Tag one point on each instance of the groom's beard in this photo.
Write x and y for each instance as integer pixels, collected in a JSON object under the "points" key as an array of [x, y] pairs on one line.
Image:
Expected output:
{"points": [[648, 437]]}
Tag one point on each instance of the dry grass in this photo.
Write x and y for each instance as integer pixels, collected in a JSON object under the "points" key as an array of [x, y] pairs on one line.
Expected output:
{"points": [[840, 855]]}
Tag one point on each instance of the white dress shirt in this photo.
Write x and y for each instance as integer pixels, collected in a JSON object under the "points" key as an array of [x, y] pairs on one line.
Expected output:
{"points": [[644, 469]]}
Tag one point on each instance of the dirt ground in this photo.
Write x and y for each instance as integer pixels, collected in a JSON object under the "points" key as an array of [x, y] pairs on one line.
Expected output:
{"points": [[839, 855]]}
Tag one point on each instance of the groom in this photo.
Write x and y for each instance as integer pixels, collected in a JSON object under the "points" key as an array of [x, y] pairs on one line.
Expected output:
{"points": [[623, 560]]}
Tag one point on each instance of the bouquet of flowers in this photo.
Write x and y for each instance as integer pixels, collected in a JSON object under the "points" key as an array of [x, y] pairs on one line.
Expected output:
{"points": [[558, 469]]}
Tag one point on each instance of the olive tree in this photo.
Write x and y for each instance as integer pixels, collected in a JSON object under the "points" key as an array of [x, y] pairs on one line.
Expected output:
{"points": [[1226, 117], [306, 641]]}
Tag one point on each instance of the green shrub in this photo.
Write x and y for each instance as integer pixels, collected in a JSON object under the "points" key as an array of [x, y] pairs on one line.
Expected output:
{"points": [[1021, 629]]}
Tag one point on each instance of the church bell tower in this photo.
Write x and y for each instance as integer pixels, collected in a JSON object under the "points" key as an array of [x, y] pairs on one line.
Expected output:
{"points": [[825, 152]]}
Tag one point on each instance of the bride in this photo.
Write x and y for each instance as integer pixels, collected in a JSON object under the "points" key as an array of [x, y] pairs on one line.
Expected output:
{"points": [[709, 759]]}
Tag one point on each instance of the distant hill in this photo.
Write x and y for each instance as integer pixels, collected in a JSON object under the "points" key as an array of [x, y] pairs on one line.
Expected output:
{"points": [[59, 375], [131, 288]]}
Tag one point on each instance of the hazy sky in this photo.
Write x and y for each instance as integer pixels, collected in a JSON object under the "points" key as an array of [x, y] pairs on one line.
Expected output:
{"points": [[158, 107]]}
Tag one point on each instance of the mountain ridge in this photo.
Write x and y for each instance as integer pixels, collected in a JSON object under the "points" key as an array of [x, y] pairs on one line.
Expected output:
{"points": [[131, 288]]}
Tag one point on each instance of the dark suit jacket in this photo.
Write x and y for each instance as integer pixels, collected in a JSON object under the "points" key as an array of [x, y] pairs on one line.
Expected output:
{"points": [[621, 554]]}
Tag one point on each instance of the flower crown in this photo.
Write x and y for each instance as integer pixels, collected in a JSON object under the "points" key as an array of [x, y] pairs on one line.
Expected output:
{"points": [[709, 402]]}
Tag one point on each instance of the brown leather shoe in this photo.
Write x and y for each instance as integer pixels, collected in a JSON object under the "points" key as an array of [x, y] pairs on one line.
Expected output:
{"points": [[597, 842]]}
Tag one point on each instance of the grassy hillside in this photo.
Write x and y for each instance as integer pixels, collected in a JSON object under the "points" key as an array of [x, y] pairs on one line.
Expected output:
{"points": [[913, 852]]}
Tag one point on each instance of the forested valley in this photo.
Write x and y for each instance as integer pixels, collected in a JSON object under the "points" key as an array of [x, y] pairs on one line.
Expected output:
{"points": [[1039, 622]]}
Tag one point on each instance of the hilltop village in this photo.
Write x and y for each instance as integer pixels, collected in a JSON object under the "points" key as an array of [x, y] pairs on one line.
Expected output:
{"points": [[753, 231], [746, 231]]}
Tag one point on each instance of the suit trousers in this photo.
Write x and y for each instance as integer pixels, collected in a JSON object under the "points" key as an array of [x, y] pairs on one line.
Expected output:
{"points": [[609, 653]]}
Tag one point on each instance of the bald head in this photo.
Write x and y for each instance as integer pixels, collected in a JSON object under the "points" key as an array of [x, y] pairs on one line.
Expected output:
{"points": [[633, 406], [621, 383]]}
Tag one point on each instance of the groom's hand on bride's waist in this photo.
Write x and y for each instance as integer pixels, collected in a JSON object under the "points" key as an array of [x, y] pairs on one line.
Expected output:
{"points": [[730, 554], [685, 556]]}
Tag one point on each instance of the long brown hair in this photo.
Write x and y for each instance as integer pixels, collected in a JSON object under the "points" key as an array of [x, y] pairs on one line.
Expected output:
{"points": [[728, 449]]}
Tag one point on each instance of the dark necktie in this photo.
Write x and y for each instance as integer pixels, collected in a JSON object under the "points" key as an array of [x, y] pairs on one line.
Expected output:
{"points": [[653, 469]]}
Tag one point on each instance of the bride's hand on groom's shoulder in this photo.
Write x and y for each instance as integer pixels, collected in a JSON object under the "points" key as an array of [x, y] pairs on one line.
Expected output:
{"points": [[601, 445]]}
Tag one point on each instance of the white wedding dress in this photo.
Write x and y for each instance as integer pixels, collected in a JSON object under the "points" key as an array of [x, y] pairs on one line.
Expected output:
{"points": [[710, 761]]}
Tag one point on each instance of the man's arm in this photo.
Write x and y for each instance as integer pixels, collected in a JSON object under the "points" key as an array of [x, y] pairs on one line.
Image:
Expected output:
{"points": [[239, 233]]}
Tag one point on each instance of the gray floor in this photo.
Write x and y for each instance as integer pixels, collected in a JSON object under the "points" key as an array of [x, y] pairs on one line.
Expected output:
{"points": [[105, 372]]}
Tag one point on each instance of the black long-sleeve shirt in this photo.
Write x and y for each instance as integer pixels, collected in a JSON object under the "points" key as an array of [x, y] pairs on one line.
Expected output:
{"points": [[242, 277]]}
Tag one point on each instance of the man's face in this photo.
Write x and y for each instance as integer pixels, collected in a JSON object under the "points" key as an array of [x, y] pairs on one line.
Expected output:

§ **The exercise**
Type out all of the material again, word for word.

§ **Complete answer**
Tag one point on each instance of the groom's beard in this photo.
Write x and y for each instance as integer pixels, collected in a JSON object under the "points" key as an array of [x, y] pairs on one line.
Image:
Expected output:
{"points": [[648, 437]]}
Tag one point on each instance of the dry grass in this photo.
Write x and y for each instance as integer pixels, collected in a JSON object under the "points" key as an array of [x, y] pairs on one line.
Expected output:
{"points": [[840, 855]]}
Tag one point on each instance of the white dress shirt in this photo.
Write x and y for each instance as integer pixels, collected in a JSON object under the "points" key as an array of [x, y] pairs on one line.
Expected output:
{"points": [[644, 469]]}
Tag one point on each instance of the dirt ground in this photo.
Write x and y for each instance as integer pixels, collected in a JSON object under the "points" key as an array of [x, y] pairs on one line.
Expected output:
{"points": [[839, 855]]}
Tag one point on each instance of the groom in this photo.
Write x and y for each instance as integer pixels, collected in a JSON object under the "points" key as an array of [x, y] pairs on one line.
Expected output:
{"points": [[623, 560]]}
Tag one point on each instance of the bouquet of flowers in this photo.
Write x and y for each instance as integer pixels, collected in a JSON object under the "points" key as an array of [x, y] pairs on one line.
Expected output:
{"points": [[558, 469]]}
Tag one point on each instance of the olive tree in this photo.
Write x and y for each instance as integer pixels, collected in a JSON object under the "points" key as an array of [x, y] pairs on one line.
Expected output:
{"points": [[1226, 117], [306, 641]]}
Tag one point on each instance of the green shrub in this photo.
Write x and y for each instance as integer pixels, collected in a JSON object under the "points" key as an array of [x, y] pairs on one line.
Expected output:
{"points": [[1021, 629]]}
Tag one point on each instance of the church bell tower in this photo.
Write x and y for each instance as integer pixels, collected in a JSON object under the "points" key as an array of [x, y] pairs on one line.
Expected output:
{"points": [[825, 152]]}
Tag one point on each instance of the bride in this photo.
Write x and y for each instance as integer pixels, collected in a JSON object under the "points" key as an array of [x, y] pairs on one line.
Expected output:
{"points": [[709, 759]]}
Tag one point on each instance of the distant hill in this photo.
Write x and y for each instance as integer pixels, collected in a JSON object under the "points" key as an array of [x, y] pairs on one line.
Expected output:
{"points": [[59, 375], [131, 288]]}
Tag one point on each instance of the hazy sky in this photo.
Write x and y for each instance as integer pixels, collected in a JSON object under the "points" key as an array of [x, y] pairs on one line.
Expected output:
{"points": [[158, 107]]}
Tag one point on each instance of the mountain ridge in this photo.
Write x and y for each instance as integer pixels, collected in a JSON object under the "points" key as an array of [x, y] pairs on one line.
Expected output:
{"points": [[131, 288]]}
Tag one point on each instance of the dark suit jacket in this photo.
Write x and y for each instance as integer pixels, collected in a JSON object under the "points" key as an array of [x, y] pairs on one line.
Expected output:
{"points": [[621, 554]]}
Tag one point on each instance of the flower crown in this photo.
Write x and y for each instance as integer pixels, collected in a JSON object under the "points" key as an array of [x, y] pairs on one line.
Expected output:
{"points": [[709, 402]]}
Tag one point on each instance of the brown leather shoe in this photo.
Write x and y for each instance as integer pixels, collected in a JSON object under the "points" key as an array of [x, y] pairs on one line.
Expected output:
{"points": [[597, 842]]}
Tag one point on each instance of the grassy hillside in this photo.
Write x and y for each instance as integer pixels, collected in a JSON object under the "points" key as an array of [x, y] pairs on one line.
Expected output:
{"points": [[913, 852]]}
Tag one point on each instance of the forested valley in this photo.
Write x and y for each instance as integer pixels, collected in a JSON object under the "points" key as an array of [x, y] pairs on one line.
Expected output:
{"points": [[1039, 622]]}
Tag one point on each instance of the hilltop village in this photo.
Write x and y for each instance as integer pixels, collected in a JSON object under the "points" key as an array of [x, y] pairs on one line.
Expected output:
{"points": [[753, 231], [746, 231]]}
Tag one point on each instance of the suit trousers in this photo.
Write x and y for each instance as integer pixels, collected in a JSON object under the "points" key as an array of [x, y] pairs on one line.
Expected output:
{"points": [[609, 653]]}
Tag one point on each instance of the bald head in this photo.
Write x and y for each instance as integer pixels, collected in a JSON object under the "points" key as an array of [x, y] pairs on one line.
Expected output:
{"points": [[633, 406], [621, 383]]}
Tag one point on each instance of the groom's hand on bride's waist in this photo.
Write x and y for each instance as integer pixels, collected in a JSON object under the "points" key as an array of [x, y] pairs on one line.
Expected output:
{"points": [[730, 554], [685, 556]]}
Tag one point on each instance of the long brown hair in this photo.
Write x and y for each instance as integer pixels, collected in a JSON object under the "points" key as an array of [x, y] pairs on one line.
Expected output:
{"points": [[728, 449]]}
Tag one point on each instance of the dark necktie in this photo.
Write x and y for each instance as integer pixels, collected in a JSON object under the "points" key as an array of [x, y] pairs on one line.
Expected output:
{"points": [[653, 469]]}
Tag one point on each instance of the bride's hand on groom's shoulder in this photo.
Write x and y for each instance as integer pixels, collected in a JSON object under the "points" key as an array of [x, y] pairs on one line.
Expected output:
{"points": [[601, 445]]}
Tag one point on each instance of the white wedding dress in this photo.
Write x and y for each instance as integer pixels, collected in a JSON object under the "points" key as an array of [x, y] pairs on one line.
Expected output:
{"points": [[710, 761]]}
Tag one point on each instance of the man's arm in this photo.
Write x and y for each instance as integer pixels, collected in a JSON object under the "points" key as an array of [x, y] pairs on one line.
Image:
Expected output:
{"points": [[239, 233]]}
Tag one point on each instance of the gray floor in this photo.
Write x and y for each instance as integer pixels, collected in a JSON object under the "points" key as an array of [x, y] pairs on one line.
Expected output:
{"points": [[105, 372]]}
Tag one point on each instance of the black long-sleeve shirt in this photo.
Write x and y for each instance as integer pixels, collected in a JSON object under the "points" key as an array of [x, y] pairs on one line.
Expected output:
{"points": [[242, 277]]}
Tag one point on each instance of the man's face in this photo.
Write x and y for each instance as integer pixels, collected in a JSON object under the "points" key as an array of [x, y] pairs on one line.
Expected output:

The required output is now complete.